# Up grading



## HootBob (Apr 26, 2004)

Well DW wanted to upgrade eventually!
Well every time we went to our dealer, The salesman who dealt with us kept asking us(jokingly) if we were ready to upgrade, So we stopped in last Tuesday to see what kind of deal he
would offer us. Well all being said we're trading in our (04) Outback 21RS, And this Thursday
We will be picking our new (05) Outback 26RS just in time for our possible last outing for the season, next weekend
Don


----------



## Y-Guy (Jan 30, 2004)

Congrats Don.

Truck fever seems to have transformed into upgrade fever around here!


----------



## camping479 (Aug 27, 2003)

That's great, Don!!!!

Enjoy your new trailer







. You'll have a lot more space.

Mike


----------



## HootBob (Apr 26, 2004)

Yeah Mike,
More space ends up meanig more "STUFF"
Peg says hopefully not


----------



## Ymryl (Mar 2, 2004)

I knew I wouldn't be the only one around here to upsize this off season









Paul teh trend setter ... lol


----------



## KellerJames (Jan 19, 2004)

I'm having a hard time resisting the fever. STOP tempting me.


----------



## RVCarolina (Jul 31, 2004)

LET THE "MODDING" BEGIN!








Great choice don. Hope you-all enjoy the new outback!
Happy campin! Fred


----------



## hatcityhosehauler (Feb 13, 2004)

Congratulations Don, now like Mike said, you will have more room for the family, as well as stuff. We love our 26RS, and I know you will too.

Tim


----------



## camping479 (Aug 27, 2003)

If we keep our truck, no bigger trailer. Keep the trailer and no bigger truck needed, Checks and balances............... checks and balances









Mike


----------



## Ymryl (Mar 2, 2004)

You're all doomed... Even Vern couldn't resist the upgrade fever!


----------



## hurricaneplumber (Apr 12, 2004)

You all should stop going to visit your dealers, man oh man, I will at least stay strong and resist all of these upgrade urges. For now anyways..be strong, resist, resist, resist!!!


----------



## mswalt (Sep 14, 2004)

Don,

Congrats on the new 26RS. I know you'll like it!! We really enjoy ours. Only been out a couple of times so far, but I have the "camping fever".

Good luck.

Mark


----------



## NDJollyMon (Aug 22, 2003)

I'm trying to stay away from the dealer...
I'm trying to stay away from the dealer...
I'm trying to stay away from the dealer...


----------



## Guest (Nov 8, 2004)

25 is big enough, 25 is big enough, 25 is big enough, ..........


----------



## California Jim (Dec 11, 2003)

LOL , you guys are hilarious


----------



## HootBob (Apr 26, 2004)

Resistants is Futile
Resistants is Futile


----------

- Provided data -
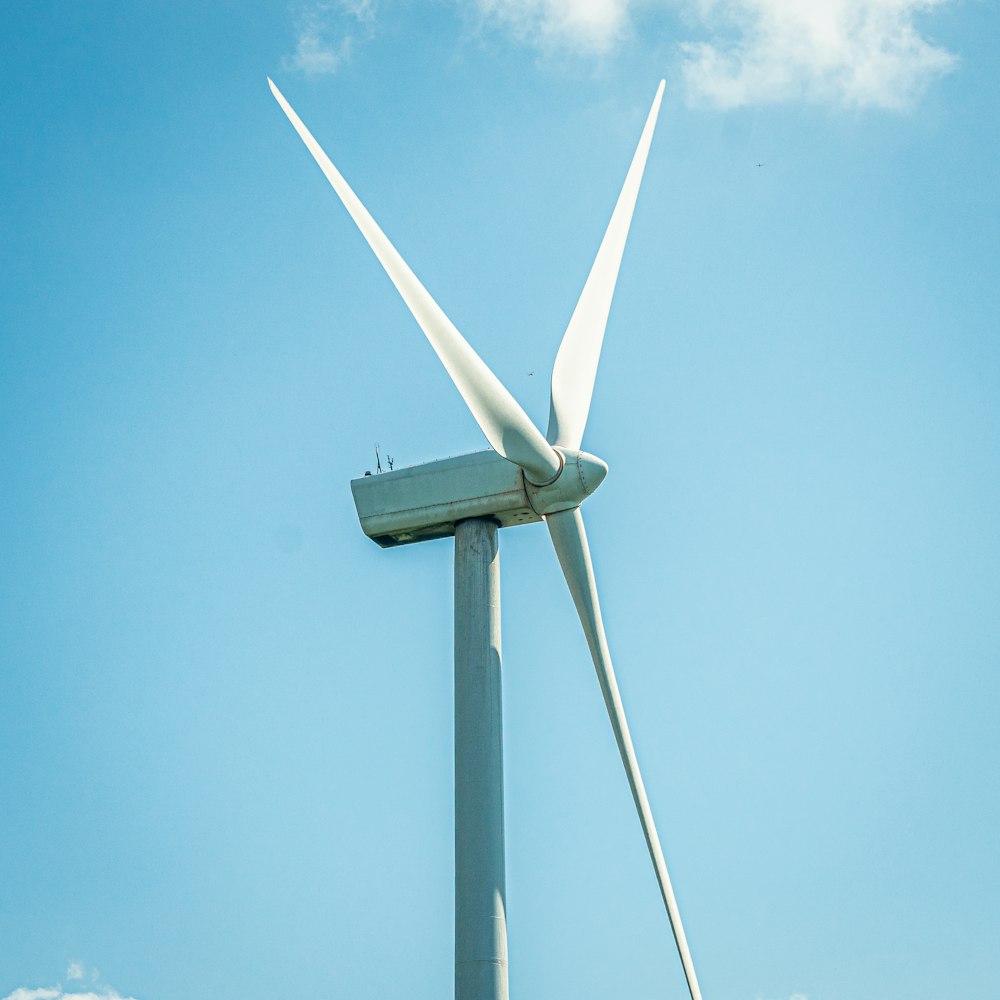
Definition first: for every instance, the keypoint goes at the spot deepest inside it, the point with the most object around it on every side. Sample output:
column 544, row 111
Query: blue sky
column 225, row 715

- Problem -
Reproduce the upgrade thread word for word, starting with "You're all doomed..." and going on through "resist, resist, resist!!!". The material placed after the upgrade thread is separate from it.

- Task output -
You're all doomed... Even Vern couldn't resist the upgrade fever!


----------



## hurricaneplumber (Apr 12, 2004)

You all should stop going to visit your dealers, man oh man, I will at least stay strong and resist all of these upgrade urges. For now anyways..be strong, resist, resist, resist!!!